*EXCERPTED PASSAGE*
>> start
Facebook is reportedly working on three generations of its unnamed wearable device, according to The Verge. The first model might ship next summer, with a price tag of around $400, in line with what you’d pay for an Apple Watch or a different high-end wearable from the competition.

Unlike other smartwatches, the Facebook watch would feature a camera on the front for 1080p video chatting and one on the back. The device can be detached from the stainless steel frame on the wrist and attached to other devices, at which point the rear camera can be used to capture photos and videos. Buyers would have to trust Facebook to manage those images and videos the device captures.

The device would have to work as a standalone gadget, as Facebook plans to build devices that circumvent Apple and Google. The watch will have cellular connectivity, so it won’t have to be paired with an iPhone or Android handset to work. It will run a custom version of Android, running Facebook’s own apps. A companion app for phones would also be available.
>> end
*RECORDS PROVIDED*
>> start
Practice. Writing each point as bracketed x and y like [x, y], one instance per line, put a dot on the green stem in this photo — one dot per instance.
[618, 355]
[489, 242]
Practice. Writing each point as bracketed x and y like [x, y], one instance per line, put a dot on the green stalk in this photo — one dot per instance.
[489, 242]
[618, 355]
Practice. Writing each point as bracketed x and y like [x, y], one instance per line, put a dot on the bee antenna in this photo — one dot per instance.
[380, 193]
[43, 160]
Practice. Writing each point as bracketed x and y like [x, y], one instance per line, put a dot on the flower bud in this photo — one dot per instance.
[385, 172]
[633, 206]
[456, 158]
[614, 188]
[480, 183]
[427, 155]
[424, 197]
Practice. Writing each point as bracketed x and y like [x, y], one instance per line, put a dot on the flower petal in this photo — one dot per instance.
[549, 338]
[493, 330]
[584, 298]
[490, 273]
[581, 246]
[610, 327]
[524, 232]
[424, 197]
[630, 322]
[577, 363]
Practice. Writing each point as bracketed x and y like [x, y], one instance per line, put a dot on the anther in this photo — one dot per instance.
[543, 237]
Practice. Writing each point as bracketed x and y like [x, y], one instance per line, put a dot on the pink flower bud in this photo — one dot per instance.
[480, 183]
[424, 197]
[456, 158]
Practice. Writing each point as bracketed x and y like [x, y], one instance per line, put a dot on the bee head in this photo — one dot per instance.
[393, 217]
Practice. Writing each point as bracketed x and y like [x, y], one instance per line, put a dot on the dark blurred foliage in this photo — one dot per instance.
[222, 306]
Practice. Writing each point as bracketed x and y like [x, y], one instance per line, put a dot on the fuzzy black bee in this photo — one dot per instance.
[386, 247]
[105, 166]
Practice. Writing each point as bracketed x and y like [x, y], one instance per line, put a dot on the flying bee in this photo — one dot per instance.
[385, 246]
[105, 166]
>> end
*COMPLETE THE FOLLOWING*
a. From the Facebook watch passage above, reproduce word for word the part that opens with the words containing "Facebook is reportedly" and closes with "from the competition.".
b. Answer these questions using the Facebook watch passage above:
(i) Around what price might the first model sell for?
(ii) At what resolution would the front camera support video chatting?
(iii) What operating system will the watch run?

*ANSWERS IN ORDER*
a.
Facebook is reportedly working on three generations of its unnamed wearable device, according to The Verge. The first model might ship next summer, with a price tag of around $400, in line with what you’d pay for an Apple Watch or a different high-end wearable from the competition.

b.
(i) Around $400.
(ii) 1080p.
(iii) A custom version of Android.